The Court finds all of these costs to be reasonable except for the transcript costs for the June 17, 2014 oral arguments regarding Plaintiff's motion for sanctions. As Plaintiff points out, the costs associated with its motion for sanctions arise directly from Defendant's problematic conduct. In particular, the issue was that Defendant produced relevant emails (including a potentially "smoking gun" email) at some later date that it should have produced much earlier-especially given that Plaintiff had already taken several depositions of Fresenius employees by that point. The Court held a hearing to better understand whether this was an "innocent mistake" or was "indicative of something more serious." (Doc. 189 at 19.) The Court ultimately denied as moot Plaintiff's motion for sanctions because the parties had reached an agreement resolving the issue. (Doc. 193 at 52.) However, even if Defendant did not intentionally withhold the relevant email documents, it was undeniable that Defendant did not act swiftly to correct its error upon discovering it. (Doc. 193 at 16-17.) Defendant's delay on this issue alone resulted in a 150-day extension of discovery. (Id. at 45.) The Court does not find that Defendant acted in bad faith per se, though the record shows that Defendant could have been more diligent and forthcoming during discovery. See, e.g. , Moody Nat. Bank of Galveston v. GE Life & Annuity Assur. Co. , 423 F.Supp.2d 651, 652 (S.D. Tex. 2003).

────────

COMPLETE THE FOLLOWING >>
1. Condense the paragraph of the court passage on costs that begins "The Court finds all of these costs" into a short bulleted list that keeps its main facts.
2. Write the next few sentences of the court passage on costs, starting after its final citation.
The data after this point is separate material with no connection to the court passage on costs.

RECORDS SUPPLIED >>
────────

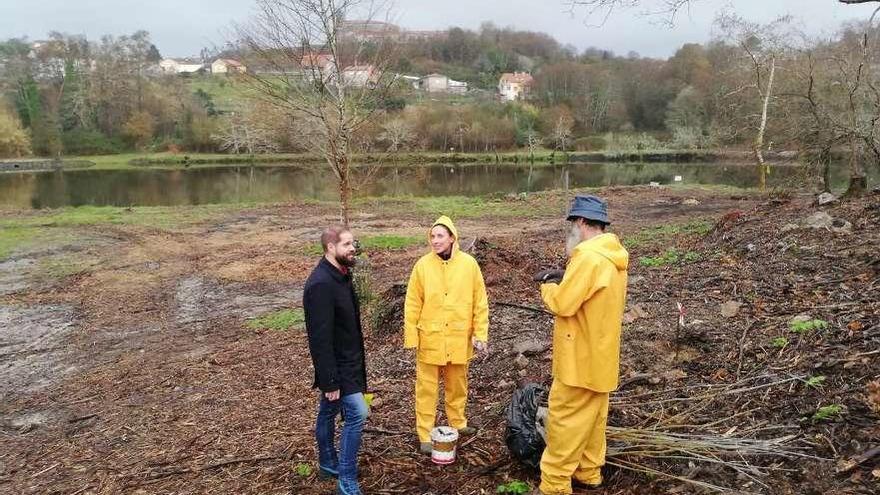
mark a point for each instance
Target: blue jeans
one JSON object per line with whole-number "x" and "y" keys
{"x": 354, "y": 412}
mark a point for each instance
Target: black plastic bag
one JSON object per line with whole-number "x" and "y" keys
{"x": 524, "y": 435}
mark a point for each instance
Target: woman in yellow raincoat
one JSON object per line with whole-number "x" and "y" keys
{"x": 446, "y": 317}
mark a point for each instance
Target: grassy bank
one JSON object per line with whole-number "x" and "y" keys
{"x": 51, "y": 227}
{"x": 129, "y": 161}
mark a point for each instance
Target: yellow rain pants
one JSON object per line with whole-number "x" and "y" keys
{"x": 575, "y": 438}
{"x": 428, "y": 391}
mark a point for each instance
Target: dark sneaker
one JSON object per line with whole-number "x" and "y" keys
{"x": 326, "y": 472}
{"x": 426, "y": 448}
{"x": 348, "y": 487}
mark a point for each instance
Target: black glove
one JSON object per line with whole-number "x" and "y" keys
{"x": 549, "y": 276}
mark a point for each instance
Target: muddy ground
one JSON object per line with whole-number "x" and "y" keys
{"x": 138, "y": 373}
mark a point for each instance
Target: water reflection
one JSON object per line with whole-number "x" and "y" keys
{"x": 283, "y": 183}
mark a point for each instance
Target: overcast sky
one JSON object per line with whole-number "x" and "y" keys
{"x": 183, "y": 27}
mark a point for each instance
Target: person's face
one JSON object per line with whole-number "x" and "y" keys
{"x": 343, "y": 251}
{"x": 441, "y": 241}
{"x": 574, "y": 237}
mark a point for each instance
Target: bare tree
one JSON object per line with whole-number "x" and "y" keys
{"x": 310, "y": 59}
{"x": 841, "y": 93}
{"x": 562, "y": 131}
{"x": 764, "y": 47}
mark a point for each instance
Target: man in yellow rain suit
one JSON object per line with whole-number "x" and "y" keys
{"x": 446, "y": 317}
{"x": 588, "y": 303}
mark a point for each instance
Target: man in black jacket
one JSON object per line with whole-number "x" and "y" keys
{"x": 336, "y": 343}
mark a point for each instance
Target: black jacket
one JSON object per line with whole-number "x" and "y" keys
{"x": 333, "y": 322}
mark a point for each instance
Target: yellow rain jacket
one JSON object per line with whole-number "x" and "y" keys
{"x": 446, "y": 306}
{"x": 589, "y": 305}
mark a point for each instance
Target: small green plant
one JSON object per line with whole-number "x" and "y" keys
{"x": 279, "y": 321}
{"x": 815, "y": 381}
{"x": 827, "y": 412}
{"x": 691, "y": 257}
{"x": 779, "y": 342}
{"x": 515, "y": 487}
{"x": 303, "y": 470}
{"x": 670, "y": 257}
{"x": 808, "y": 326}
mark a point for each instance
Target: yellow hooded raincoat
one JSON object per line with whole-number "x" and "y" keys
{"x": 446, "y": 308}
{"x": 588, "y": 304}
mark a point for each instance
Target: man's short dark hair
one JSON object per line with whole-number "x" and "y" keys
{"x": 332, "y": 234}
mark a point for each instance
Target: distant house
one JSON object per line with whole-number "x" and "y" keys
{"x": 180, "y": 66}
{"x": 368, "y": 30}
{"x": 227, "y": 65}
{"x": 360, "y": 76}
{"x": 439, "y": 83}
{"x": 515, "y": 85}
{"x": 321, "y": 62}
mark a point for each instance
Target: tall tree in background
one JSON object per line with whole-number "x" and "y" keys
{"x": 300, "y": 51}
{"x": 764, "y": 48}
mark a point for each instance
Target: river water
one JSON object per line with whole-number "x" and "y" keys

────────

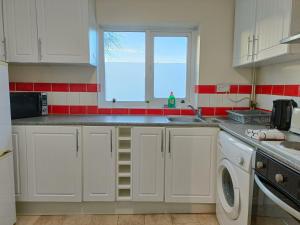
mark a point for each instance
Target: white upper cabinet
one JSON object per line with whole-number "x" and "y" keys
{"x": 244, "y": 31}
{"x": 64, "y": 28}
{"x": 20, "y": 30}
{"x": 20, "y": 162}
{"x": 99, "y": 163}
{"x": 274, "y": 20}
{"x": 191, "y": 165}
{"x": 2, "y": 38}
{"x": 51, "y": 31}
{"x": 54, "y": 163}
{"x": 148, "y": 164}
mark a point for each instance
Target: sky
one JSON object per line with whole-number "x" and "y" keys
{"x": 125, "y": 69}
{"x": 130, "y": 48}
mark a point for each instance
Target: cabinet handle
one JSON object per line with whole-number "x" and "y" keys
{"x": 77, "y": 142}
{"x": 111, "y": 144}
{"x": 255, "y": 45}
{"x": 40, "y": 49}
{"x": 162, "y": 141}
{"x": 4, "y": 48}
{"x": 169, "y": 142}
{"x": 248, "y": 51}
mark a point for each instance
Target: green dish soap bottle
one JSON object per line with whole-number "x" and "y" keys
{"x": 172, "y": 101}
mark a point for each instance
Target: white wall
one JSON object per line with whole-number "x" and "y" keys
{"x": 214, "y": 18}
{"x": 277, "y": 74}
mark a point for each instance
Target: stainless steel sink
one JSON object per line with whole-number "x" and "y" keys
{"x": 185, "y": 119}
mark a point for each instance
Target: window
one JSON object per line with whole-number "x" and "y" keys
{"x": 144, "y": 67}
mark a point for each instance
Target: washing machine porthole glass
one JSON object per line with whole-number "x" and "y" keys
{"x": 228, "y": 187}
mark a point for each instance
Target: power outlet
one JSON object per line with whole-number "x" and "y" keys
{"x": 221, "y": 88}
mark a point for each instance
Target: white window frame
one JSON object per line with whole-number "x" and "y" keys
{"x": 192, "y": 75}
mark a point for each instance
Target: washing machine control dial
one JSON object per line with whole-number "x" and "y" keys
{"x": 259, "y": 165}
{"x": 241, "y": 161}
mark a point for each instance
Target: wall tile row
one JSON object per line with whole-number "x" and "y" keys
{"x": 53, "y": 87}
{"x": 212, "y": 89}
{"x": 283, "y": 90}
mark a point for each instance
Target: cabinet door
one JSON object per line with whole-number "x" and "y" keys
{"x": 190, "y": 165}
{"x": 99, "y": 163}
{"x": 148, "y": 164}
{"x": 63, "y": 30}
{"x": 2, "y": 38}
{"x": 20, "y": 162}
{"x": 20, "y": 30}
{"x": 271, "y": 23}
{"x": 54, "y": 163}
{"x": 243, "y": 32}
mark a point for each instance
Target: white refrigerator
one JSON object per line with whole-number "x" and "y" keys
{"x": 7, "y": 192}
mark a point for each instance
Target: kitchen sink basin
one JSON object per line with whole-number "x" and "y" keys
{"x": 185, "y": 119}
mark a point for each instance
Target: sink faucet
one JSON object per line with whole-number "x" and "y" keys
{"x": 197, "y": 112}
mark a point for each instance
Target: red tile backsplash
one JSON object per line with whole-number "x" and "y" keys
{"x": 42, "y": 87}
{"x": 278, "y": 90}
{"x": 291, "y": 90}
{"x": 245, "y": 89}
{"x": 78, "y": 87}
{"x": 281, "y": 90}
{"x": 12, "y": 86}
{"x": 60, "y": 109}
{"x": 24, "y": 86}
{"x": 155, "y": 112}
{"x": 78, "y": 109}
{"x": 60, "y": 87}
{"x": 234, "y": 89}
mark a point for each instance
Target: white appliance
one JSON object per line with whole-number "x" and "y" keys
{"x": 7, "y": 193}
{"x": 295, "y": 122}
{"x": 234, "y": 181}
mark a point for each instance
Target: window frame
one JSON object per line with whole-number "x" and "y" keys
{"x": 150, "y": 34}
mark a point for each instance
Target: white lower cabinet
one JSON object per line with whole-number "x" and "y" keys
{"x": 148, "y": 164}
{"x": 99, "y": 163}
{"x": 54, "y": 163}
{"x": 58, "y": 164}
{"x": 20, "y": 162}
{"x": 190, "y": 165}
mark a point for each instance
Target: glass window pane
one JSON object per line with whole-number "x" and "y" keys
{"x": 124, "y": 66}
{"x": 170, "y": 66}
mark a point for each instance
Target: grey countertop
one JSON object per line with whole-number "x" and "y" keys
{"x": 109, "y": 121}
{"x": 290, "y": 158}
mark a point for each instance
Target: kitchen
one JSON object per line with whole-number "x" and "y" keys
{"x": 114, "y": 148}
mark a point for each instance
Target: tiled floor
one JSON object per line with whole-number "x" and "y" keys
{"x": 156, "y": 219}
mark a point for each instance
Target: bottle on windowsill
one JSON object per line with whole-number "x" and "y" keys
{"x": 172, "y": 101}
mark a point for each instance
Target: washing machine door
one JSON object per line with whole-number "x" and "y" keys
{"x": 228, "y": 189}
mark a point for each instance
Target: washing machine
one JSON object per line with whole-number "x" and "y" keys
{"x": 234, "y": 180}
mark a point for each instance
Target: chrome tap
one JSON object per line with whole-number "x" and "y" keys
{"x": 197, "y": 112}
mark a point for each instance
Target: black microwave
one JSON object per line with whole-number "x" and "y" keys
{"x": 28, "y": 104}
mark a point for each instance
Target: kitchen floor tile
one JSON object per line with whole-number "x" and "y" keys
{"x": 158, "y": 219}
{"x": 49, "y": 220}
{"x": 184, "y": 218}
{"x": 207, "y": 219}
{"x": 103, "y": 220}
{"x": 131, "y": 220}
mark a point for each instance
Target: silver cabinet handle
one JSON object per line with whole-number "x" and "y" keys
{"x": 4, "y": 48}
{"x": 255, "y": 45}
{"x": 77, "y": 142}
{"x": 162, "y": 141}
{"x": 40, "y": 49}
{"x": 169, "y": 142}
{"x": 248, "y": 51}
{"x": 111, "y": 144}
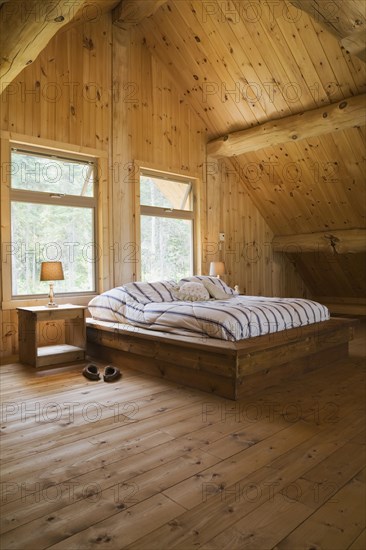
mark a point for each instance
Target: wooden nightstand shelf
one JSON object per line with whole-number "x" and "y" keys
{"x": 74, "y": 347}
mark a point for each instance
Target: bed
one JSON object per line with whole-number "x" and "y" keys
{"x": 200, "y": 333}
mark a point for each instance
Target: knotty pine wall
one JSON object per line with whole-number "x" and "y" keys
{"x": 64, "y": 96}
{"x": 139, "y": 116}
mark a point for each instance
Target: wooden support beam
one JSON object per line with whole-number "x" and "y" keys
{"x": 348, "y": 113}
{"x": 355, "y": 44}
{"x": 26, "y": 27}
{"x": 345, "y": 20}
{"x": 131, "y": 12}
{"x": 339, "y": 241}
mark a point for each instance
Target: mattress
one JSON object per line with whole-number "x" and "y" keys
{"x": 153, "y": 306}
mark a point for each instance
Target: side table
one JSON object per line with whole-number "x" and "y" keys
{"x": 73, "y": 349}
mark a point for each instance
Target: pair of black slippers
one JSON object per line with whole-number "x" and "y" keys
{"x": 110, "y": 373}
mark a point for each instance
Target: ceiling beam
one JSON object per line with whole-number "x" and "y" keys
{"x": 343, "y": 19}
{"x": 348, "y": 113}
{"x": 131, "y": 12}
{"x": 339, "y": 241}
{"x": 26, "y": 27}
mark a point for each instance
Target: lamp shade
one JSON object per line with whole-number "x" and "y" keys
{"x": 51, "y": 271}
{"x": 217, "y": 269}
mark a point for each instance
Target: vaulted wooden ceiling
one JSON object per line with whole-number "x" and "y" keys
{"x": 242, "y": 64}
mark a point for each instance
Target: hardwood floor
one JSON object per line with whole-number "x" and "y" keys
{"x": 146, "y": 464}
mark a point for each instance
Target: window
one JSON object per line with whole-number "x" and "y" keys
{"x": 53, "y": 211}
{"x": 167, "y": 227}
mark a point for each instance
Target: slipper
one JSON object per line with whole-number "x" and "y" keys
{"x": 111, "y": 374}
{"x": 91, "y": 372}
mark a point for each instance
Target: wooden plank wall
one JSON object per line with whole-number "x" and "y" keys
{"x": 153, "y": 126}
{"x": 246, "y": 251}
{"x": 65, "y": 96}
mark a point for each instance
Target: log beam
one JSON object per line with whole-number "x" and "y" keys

────────

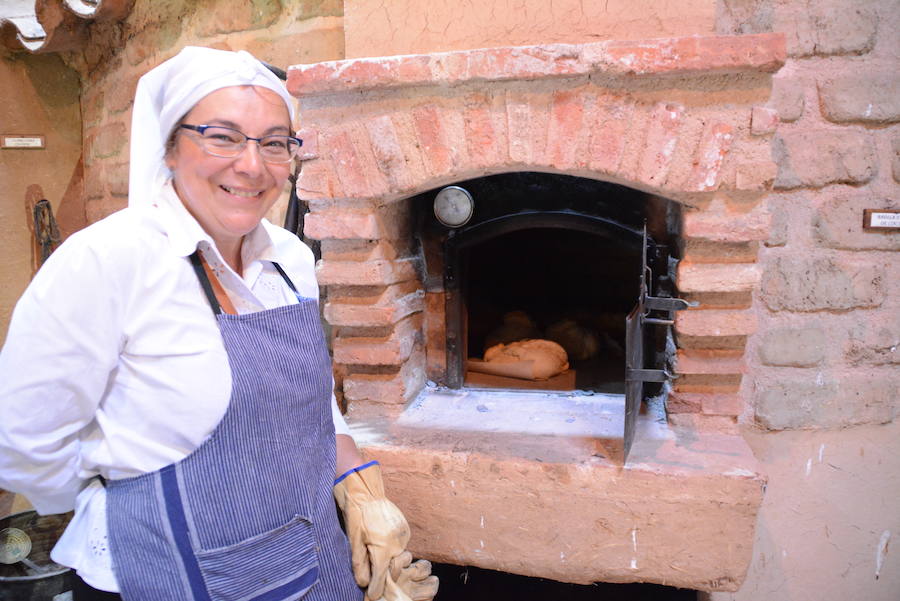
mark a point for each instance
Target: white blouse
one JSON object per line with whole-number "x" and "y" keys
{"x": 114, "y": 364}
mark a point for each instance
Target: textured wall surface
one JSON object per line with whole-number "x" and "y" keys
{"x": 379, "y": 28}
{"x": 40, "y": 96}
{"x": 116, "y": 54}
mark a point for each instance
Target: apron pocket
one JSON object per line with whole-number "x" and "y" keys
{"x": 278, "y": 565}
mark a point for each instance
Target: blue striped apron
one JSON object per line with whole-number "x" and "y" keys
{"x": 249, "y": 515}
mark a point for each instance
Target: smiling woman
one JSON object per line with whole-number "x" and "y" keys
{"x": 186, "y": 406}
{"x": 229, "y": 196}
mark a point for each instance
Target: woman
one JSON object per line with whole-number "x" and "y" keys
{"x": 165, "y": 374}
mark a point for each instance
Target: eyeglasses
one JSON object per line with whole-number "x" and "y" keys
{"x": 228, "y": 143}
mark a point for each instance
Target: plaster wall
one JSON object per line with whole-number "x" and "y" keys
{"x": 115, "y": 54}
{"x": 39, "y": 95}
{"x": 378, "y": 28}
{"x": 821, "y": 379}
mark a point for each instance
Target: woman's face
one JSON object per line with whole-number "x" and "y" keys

────────

EXPECTED OUTPUTS >>
1.
- The Court finds all the costs reasonable except the transcript costs for the June 17, 2014 oral arguments on Plaintiff's motion for sanctions.
- The sanctions motion arose from Defendant's conduct: it produced relevant emails, including a potentially "smoking gun" email, much later than it should have, after Plaintiff had already deposed several Fresenius employees.
- The Court held a hearing to determine whether this was an "innocent mistake" or something more serious.
- The motion was denied as moot because the parties reached an agreement resolving the issue.
- Even if the withholding was unintentional, Defendant did not act swiftly to correct its error once discovered, and this delay alone caused a 150-day extension of discovery.
- The Court does not find bad faith per se but notes Defendant could have been more diligent and forthcoming during discovery.

2.
Upon weighing the equities, the Court finds that Defendant is not entitled to the $70.20 transcript cost associated with the sanctions hearing. The Court awards Defendant $455.00 for the three other pre-trial hearing transcripts.
B. Fees for Exemplification: ESI and Hard Copies
Defendant seeks discovery-related copying costs for hard copies and for copying electronically stored information ("ESI"). With respect to hard copies, Defendant requests $7,687.76 for copies of deposition exhibits, documents in preparation for depositions, and exhibits for summary judgment briefings (i.e., physical courtesy copies provided to the court). Defendant has properly documented these costs in Exhibit C(3) and stated a reasonable basis for them. Plaintiff does not specifically object to these hard copy costs aside from his general objections. The Court finds that Plaintiff has not overcome the presumption that Defendant is entitled to these costs and therefore awards them to Defendant.
Defendant's request for $137,380.48 for ESI costs is another matter. These costs make up over 80 percent of Defendant's Bill of Costs, yet Defendant has not carried its initial burden of demonstrating that these costs are authorized under federal law. In particular, Plaintiff objects to these costs on the grounds that they do not constitute "copying" as contemplated by 28 U.S.C. § 1920(4), and the Court finds some merit to this argument after reviewing Defendant's invoices.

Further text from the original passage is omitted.